▸ **Условие задания**
Перепишите без изменений фрагмент текста о русских военных в Китае, начиная со слов «Не менее тяжелое» и заканчивая словами «с поиском работы.».

▸ **Исходный текст**

:::

В городах Северного Китая и Шанхае, с их незначительным русским присутствием, ситуация для бывших военных была еще сложнее. Здесь для русских беженцев не было ни работы, ни мест для размещения. Также как в полосе отчуждения военные, главным образом офицеры, прибывшие в Шанхай в 1920 г. были встречены местными русскими, в том числе и российскими официальными представителями, с большим раздражением. Как пишет в своих воспоминаниях один из основателей Союза военнослужащих в Шанхае поручик П.М. Черкез[164], «“настоящие русские резиденты” Шанхая относились с раздражением к представителям белой идеи, которые “военными авантюрами” мешали наладить торговые отношения с Россией, без коих, большинство местных резидентов лишались главного источника своего материального благополучия… Герои вчерашнего дня, офицеры, сегодня именовались фанатиками, или бездельниками и грабителями». Даже помощник Российского военного агента в Шанхае полковник К.А. Кременецкий, отказывая многочисленным просителям в материальной помощи (он, по-видимому, и не располагал значительными суммами), заявлял, что готов выдать деньги только на билет в Россию при условии, что вчерашние белые офицеры отправятся служить в красную армию, «ибо она русская армия. Белое движение не жизненно… Надо или отказаться от звания русского офицера, или идти и служить в той армии, которая фактически и есть русская армия» [MRC, box 2, f. Материалы СCРАФ].
Невероятных усилий стоило бывшим консульским представителям России в Шанхае добиться разрешения на высадку части людей, прибывших в город в составе флотилии адмирала Старка в конце 1922 г., а прибывшие летом – осенью 1923 г. в Шанхай из Гензана группы генералов Лебедева и Глебова даже не получили разрешения администрации иностранных концессий высадиться на берег. Впрочем, большая часть ответственности за случившееся лежала на командовании групп, отказавшихся интернироваться.
Не менее тяжелое положение сложилось для русских военных, оставшихся на территории Синьцзяна. Найти работу в экономически слаборазвитых районах провинции было крайне сложно. Местные власти и население смотрели на русских военных с опаской и неприязнью. С 1921 г. ситуация стала несколько улучшаться, в крупных городах Синьцзяна появились отделения иностранных фирм. В Кульдже генерал-губернатором Ян Цзэнсинем был открыт кожевенный завод, давший работу 40 человекам, и другие предприятия [АВПРФ, ф. 0100, оп. 10, п. 131, д. 92, л. 44]. В 1923 г. эмигранты получили право свободного перемещения в пределах Синьцзяна, что улучшило положение с поиском работы.

:::

▸ **Список позиций**
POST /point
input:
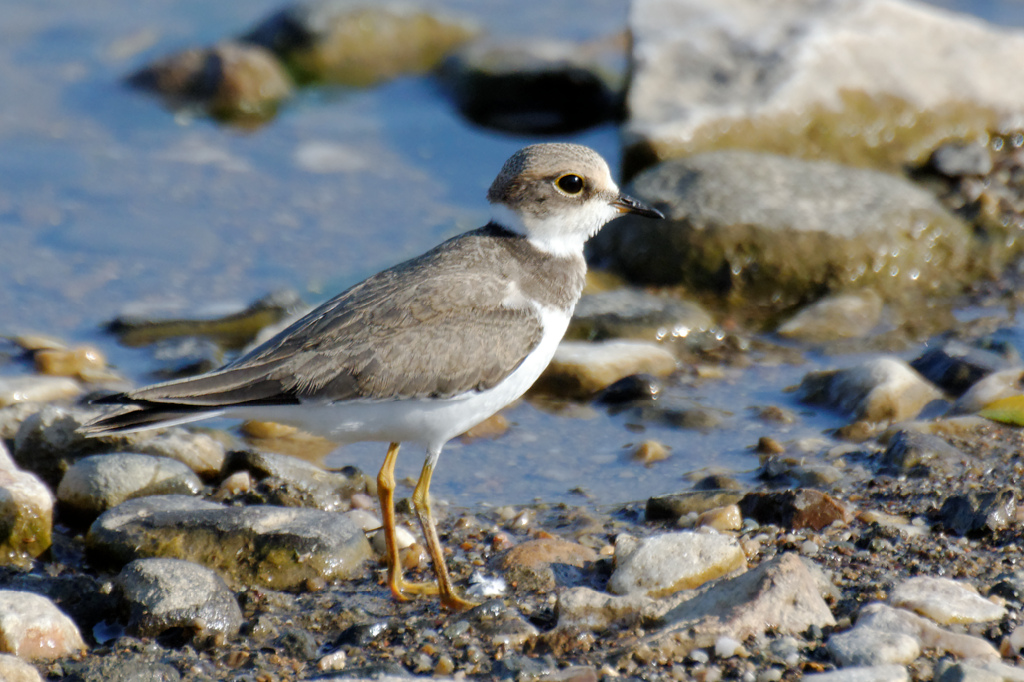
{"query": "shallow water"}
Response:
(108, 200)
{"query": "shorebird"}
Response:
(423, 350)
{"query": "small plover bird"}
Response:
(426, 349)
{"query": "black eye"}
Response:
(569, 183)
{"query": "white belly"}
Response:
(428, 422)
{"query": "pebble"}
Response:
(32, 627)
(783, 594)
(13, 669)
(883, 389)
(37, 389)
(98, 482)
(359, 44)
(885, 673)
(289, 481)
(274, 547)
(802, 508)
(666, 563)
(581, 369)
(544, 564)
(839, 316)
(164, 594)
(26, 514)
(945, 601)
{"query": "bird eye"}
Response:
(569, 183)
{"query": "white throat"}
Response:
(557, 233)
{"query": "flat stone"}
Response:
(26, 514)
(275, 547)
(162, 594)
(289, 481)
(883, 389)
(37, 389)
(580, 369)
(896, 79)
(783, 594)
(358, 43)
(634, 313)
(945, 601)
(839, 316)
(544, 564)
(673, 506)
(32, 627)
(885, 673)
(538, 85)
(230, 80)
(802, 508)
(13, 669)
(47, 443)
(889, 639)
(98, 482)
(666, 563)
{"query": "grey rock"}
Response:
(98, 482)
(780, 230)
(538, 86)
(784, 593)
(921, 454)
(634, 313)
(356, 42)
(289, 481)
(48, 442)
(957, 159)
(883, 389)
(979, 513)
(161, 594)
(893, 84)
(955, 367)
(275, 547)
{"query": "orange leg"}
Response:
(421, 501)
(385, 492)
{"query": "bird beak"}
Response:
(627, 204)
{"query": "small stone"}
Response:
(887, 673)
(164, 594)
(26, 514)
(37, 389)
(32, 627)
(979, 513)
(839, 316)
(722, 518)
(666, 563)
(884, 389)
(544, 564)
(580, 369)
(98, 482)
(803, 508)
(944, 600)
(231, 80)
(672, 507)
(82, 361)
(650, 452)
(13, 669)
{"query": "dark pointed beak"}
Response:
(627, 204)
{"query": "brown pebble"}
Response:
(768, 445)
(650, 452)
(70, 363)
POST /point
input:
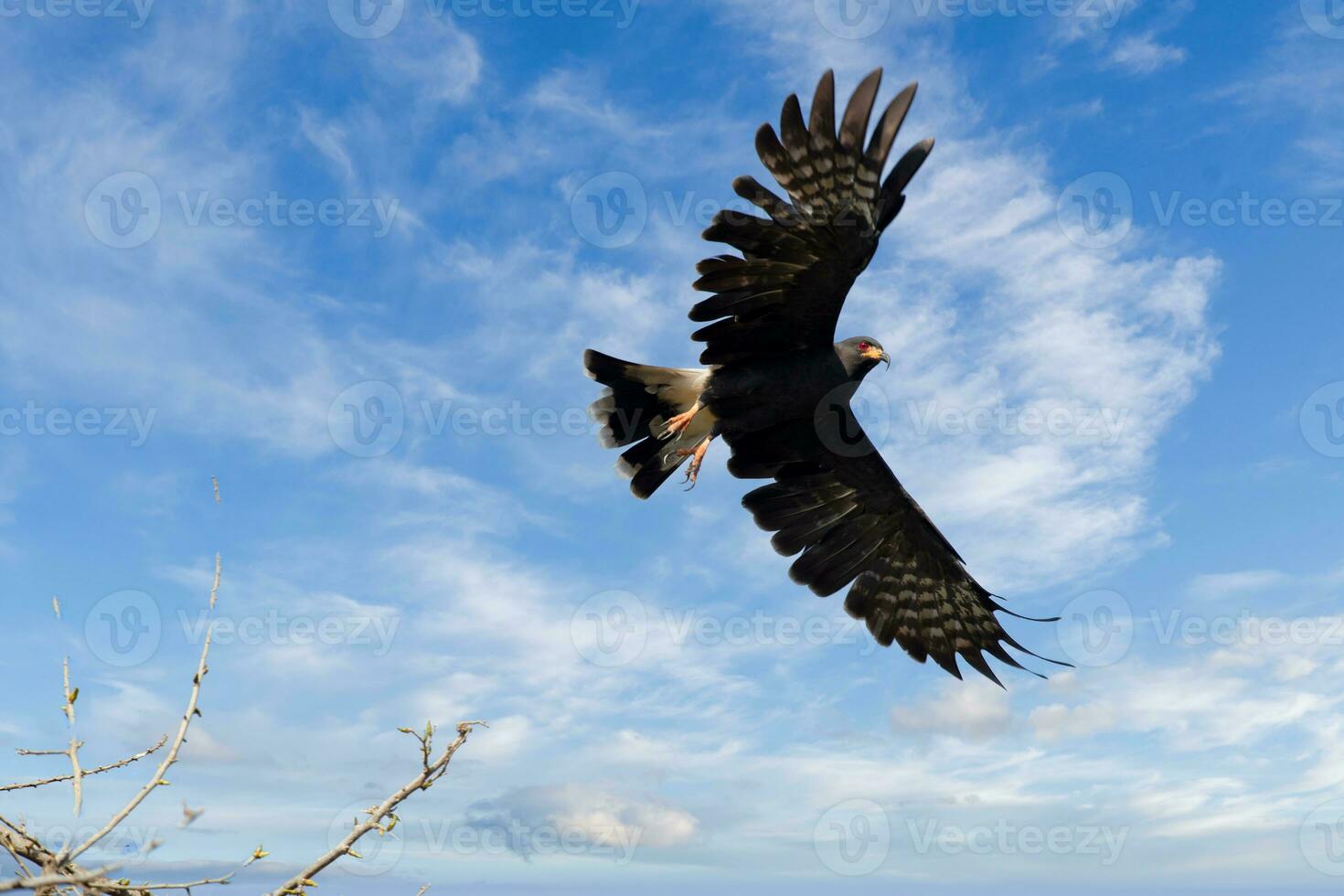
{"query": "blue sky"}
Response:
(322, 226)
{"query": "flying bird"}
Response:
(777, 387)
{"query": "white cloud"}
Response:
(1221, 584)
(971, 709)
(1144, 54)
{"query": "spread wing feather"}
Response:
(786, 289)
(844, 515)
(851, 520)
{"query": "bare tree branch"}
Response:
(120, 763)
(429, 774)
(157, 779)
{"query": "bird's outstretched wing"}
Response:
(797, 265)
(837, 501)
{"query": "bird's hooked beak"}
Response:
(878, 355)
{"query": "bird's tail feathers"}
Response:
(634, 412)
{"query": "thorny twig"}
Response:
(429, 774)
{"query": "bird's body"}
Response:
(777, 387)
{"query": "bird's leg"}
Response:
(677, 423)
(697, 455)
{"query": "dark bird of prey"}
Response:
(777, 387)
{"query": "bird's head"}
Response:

:::

▸ **Ответ**
Не менее тяжелое положение сложилось для русских военных, оставшихся на территории Синьцзяна. Найти работу в экономически слаборазвитых районах провинции было крайне сложно. Местные власти и население смотрели на русских военных с опаской и неприязнью. С 1921 г. ситуация стала несколько улучшаться, в крупных городах Синьцзяна появились отделения иностранных фирм. В Кульдже генерал-губернатором Ян Цзэнсинем был открыт кожевенный завод, давший работу 40 человекам, и другие предприятия [АВПРФ, ф. 0100, оп. 10, п. 131, д. 92, л. 44]. В 1923 г. эмигранты получили право свободного перемещения в пределах Синьцзяна, что улучшило положение с поиском работы.